Amerika ve Kanadalı Anagold Madencilik, maden sahasında 21.06.2022 günü 20 ton siyanür sızıntısı olduğunu doğrulamıştır. Bunun üzerine Çevre Denetim Ekipleri bölgeye sevk edilerek ‘en üst sınır’ olan 16 Milyon 441 Bin 440 Türk Lirası idari para cezası uygulanmıştır…

Şirketin ÇED raporlarına göre 39 kimyasal madde kullanılmaktadır. “…tesisin yanı başındaki Sabırlı Köyü’nde yaşayan Fatma Tiftik’in 14 Eylül 2020 tarihindeki ölüm nedeninin ‘siyanür zehirlenmesi’ olduğunun tıbbi kayıtlara geçmesiyle ortaya çıkmıştır.”

Anagold Madencilik maden sahasında yılda 11 bin ton siyanür ve binlerce ton sülfirik asit kullanılmaktadır…ÇED dosyasında yer alan bilgilere göre şirket, 10 adet buharlaştırıcı (evaportörler) inşa edecek. Bu buharlaştırıcılar ile birlikte zehir havuzunda biriken kimyasallar buharlaştırılarak atmosfere salınıyor. Dünyada ikinci bir örneği yok, burası kaçak nükleer tesisten daha tehlikeli. Bölgede kuş ölümleri ile gündeme gelen olayda yalnızca kuşların değil insan ölümleri ve sakat doğumları da gerçekleşiyor. Havuzdan su içen kuşlar tekrar uçamıyor. Küresel güçlerin altın çıkarma rantı uğruna İliç ikinci bir “Çernobil vakası” yaşanacak bir bölge haline getirilmiştir.

Altın Madeni Fay Hattı Üstünde Bulunuyor

TMMOB Jeoloji Mühendisleri Odası, Anagold Madencilik Sanayi ve Ticaret A.Ş. tarafından Erzincan İliç de işletilen Çöpler Altın Madeninde yaşanan facia ile ilgili yaptığı açıklamada madenin Türkiye Diri Fay Haritasında aktif olduğu ve Munzur segmenti olarak tanımlanan bir fay hattının üzerinde olduğunu ancak bu fay hattının işletme projeleri hazırlanırken dikkate alınmadığını belirtmiştir.

Cezayirlioğlu’nun avukatı İsmail Hakkı Atal, “Atık havuzunu büyütmek istiyorlar. Biraz ilerisinde Fırat Nehri var. 197 futbol sahası büyüklüğündeki bu atık havuzu, 600 futbol sahası büyüklüğüne çıkarılmak isteniyor. Burada meydana gelebilecek herhangi bir deprem sonrasında buradaki siyanürlü, sülfürik asit, içinde yüzlerce zehirli kimyasal toksin madde barındıran sülfürik asit bileşikleri tüm Türkiye’yi zehirleyebilir. Aşağıdaki Fırat Nehri ile Harran Ovası sulanıyor. Keban Barajı’nın suyu buradan gidiyor” dedi.

- **Veri bölümü**

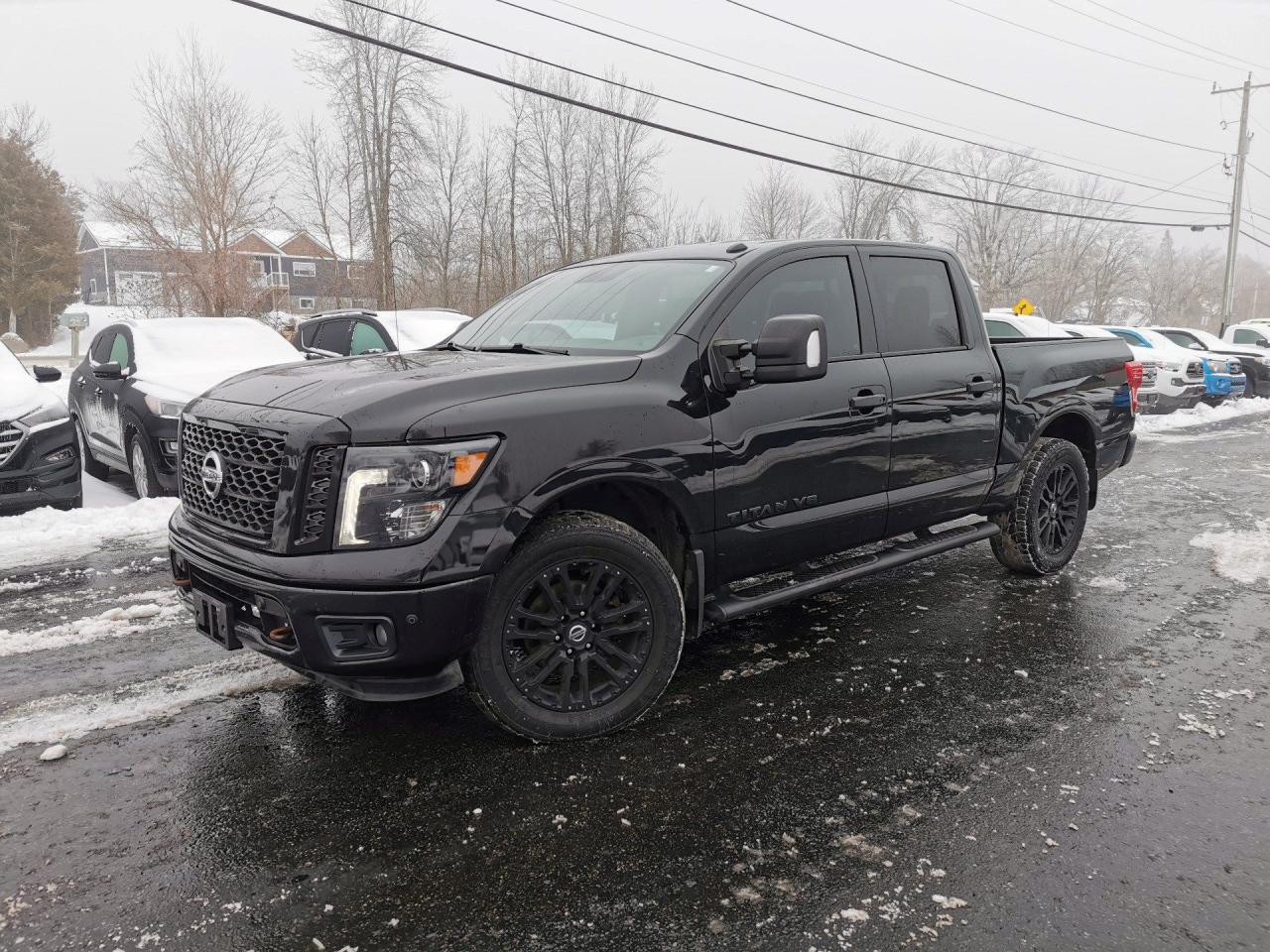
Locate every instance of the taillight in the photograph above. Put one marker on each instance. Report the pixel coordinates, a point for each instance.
(1133, 372)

- **Görev 1**
Çöpler Altın Madeni'yle ilgili alıntıya göre aşağıdaki soruları yanıtlayın.
(a) 21.06.2022 günü maden sahasında kaç ton siyanür sızıntısı olmuştur?
(b) Şirketin ÇED raporlarına göre kaç kimyasal madde kullanılmaktadır?
(c) TMMOB Jeoloji Mühendisleri Odası'na göre maden hangi adla tanımlanan fay hattının üzerindedir?
- **Görev 2**
Çöpler Altın Madeni'yle ilgili alıntıda "Anagold Madencilik maden" ifadesinden "bölge haline getirilmiştir." ifadesine kadar uzanan kısmı harfi harfine yazın.
- **Görev 3**
Çöpler Altın Madeni'yle ilgili alıntıyı kaldığı yerden devam ettirin.

- **Yanıt 1**
(a) 20 ton.
(b) 39 kimyasal madde.
(c) Munzur segmenti olarak tanımlanan fay hattı.

- **Yanıt 2**
Anagold Madencilik maden sahasında yılda 11 bin ton siyanür ve binlerce ton sülfirik asit kullanılmaktadır…ÇED dosyasında yer alan bilgilere göre şirket, 10 adet buharlaştırıcı (evaportörler) inşa edecek. Bu buharlaştırıcılar ile birlikte zehir havuzunda biriken kimyasallar buharlaştırılarak atmosfere salınıyor. Dünyada ikinci bir örneği yok, burası kaçak nükleer tesisten daha tehlikeli. Bölgede kuş ölümleri ile gündeme gelen olayda yalnızca kuşların değil insan ölümleri ve sakat doğumları da gerçekleşiyor. Havuzdan su içen kuşlar tekrar uçamıyor. Küresel güçlerin altın çıkarma rantı uğruna İliç ikinci bir “Çernobil vakası” yaşanacak bir bölge haline getirilmiştir.

- **Yanıt 3**
Eski Başsavcı Rüşvet Çarkını Anlattı!…

İlhan Cihaner, Erzincan Cumhuriyet Başsavcısı olduğu dönemde madeni işleten Anagold Madencilik ile ilgili yürüttüğü soruşturmanın ve rüşvet çarkının detaylarını anlattı. Soruşturma ile şirketin FETÖ’cü bir savcıya rüşvet verdiği ortaya çıkmıştı.

“Orada soruşturma başlattığımda, maden şirketi tarafından ilgili kişilere rüşvet verilerek ruhsat alındığı, çevre değerlendirme raporunun manipüle edildiği ortaya çıkmıştı. Ancak maalesef daha sonra bu soruşturmaların etkin bir şekilde yürütülmediğini gördük” ifadelerini kullandı.

“Erzincan’daki altın madeni kuruluşundan itibaren şaibeli” diyen Cihaner, Sadece siyanürle altın çıkarma projesinin ortaya koyduğu riskler, tehditler açısından değil. Örneğin bir siyasiyi kendisine ortak ederek işlerinin ‘yolunda gitmesini’ sağladı. Bu şirketin ortakları siyaseten güçlü isimlerden seçilmiş. Bunların etkisi olmadığını söylemek herhalde saflık olur” değerlendirmesinde bulundu.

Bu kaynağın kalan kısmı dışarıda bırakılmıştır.